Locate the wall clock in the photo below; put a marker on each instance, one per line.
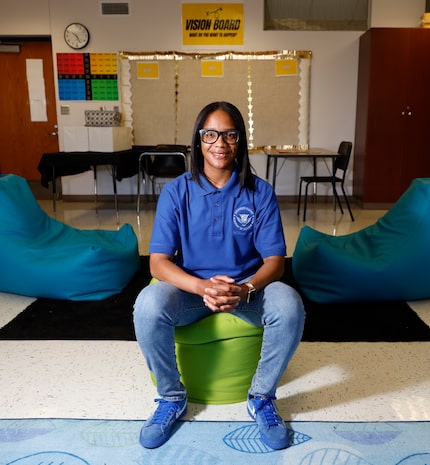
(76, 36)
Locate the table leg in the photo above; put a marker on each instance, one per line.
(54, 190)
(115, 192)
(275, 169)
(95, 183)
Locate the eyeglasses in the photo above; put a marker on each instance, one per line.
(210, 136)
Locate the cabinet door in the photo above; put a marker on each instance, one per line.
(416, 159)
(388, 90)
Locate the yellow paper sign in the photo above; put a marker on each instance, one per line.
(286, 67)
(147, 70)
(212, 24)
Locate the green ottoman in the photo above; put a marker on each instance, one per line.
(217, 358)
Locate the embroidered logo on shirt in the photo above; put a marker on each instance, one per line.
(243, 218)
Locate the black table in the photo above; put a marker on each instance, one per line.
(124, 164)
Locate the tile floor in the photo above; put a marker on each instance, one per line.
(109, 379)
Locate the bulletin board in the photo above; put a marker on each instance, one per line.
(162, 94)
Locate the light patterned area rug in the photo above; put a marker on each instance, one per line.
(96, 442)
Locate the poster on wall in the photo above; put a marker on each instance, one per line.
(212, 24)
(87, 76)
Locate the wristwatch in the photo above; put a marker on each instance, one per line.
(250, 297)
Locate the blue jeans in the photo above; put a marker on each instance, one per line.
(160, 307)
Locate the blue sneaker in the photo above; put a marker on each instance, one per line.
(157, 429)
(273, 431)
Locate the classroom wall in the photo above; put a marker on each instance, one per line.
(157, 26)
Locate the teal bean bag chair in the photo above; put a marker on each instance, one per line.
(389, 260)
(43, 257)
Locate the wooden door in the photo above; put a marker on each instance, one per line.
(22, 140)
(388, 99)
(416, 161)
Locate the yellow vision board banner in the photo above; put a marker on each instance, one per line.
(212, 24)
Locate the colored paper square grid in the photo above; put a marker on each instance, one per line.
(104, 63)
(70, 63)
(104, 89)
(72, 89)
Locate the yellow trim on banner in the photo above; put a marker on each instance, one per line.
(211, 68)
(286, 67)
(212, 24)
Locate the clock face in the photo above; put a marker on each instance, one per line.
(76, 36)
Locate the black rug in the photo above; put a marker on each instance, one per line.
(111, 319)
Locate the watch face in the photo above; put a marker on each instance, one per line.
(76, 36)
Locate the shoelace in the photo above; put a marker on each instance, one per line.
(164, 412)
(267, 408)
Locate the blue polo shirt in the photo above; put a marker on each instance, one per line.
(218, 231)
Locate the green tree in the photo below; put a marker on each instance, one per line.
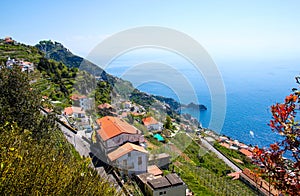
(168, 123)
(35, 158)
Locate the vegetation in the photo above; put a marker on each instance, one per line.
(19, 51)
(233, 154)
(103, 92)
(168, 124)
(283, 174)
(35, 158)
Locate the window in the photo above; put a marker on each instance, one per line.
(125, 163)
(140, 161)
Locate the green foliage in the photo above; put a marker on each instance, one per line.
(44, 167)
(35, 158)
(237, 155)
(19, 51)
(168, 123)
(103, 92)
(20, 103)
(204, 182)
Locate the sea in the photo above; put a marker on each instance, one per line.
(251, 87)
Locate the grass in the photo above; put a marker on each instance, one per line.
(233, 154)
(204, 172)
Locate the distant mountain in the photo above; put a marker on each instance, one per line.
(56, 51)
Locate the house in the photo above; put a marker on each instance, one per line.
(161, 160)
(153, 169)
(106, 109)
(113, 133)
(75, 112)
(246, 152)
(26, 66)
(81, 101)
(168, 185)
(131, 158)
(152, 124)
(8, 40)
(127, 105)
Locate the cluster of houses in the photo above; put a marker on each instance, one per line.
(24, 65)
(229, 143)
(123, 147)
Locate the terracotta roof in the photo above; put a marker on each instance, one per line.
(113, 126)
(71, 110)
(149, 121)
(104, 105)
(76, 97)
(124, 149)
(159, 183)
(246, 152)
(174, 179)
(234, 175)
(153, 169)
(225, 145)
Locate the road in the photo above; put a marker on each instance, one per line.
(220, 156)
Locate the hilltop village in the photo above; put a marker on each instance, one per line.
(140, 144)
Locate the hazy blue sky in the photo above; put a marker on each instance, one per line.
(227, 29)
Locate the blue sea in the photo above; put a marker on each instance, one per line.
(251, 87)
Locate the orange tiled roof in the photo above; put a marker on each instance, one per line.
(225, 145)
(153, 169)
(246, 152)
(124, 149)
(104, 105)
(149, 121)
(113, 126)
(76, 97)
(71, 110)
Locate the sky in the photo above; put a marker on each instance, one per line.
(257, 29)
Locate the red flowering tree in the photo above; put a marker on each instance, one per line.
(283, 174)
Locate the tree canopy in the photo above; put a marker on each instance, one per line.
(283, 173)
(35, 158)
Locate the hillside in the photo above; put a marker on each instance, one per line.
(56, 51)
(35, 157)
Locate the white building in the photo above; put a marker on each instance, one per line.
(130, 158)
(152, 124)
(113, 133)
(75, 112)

• [Written task] Can you reproduce, word for word, the part of the records that opens with the line containing "Locate the orange", including that line, and closes with the last line of the records?

• [Response below]
Locate the orange tiled roof in the photo above; put a marker on each instance, one per line.
(225, 145)
(153, 169)
(246, 152)
(124, 149)
(104, 105)
(149, 121)
(113, 126)
(76, 97)
(71, 110)
Locate the sky in the photo above; put a marker on each instance, one per line.
(257, 29)
Locate the red flowering tree in the photo above; put a marker on each instance, one per line.
(283, 174)
Locate the tree canopy in the photo above; put a marker on each instance, one per line.
(283, 173)
(35, 158)
Locate the hillside in the photo above; put a marker on each instance, one per line.
(56, 51)
(35, 157)
Locate the white building in the photo above; put a marker on each instance, one per line.
(130, 158)
(152, 124)
(113, 133)
(75, 112)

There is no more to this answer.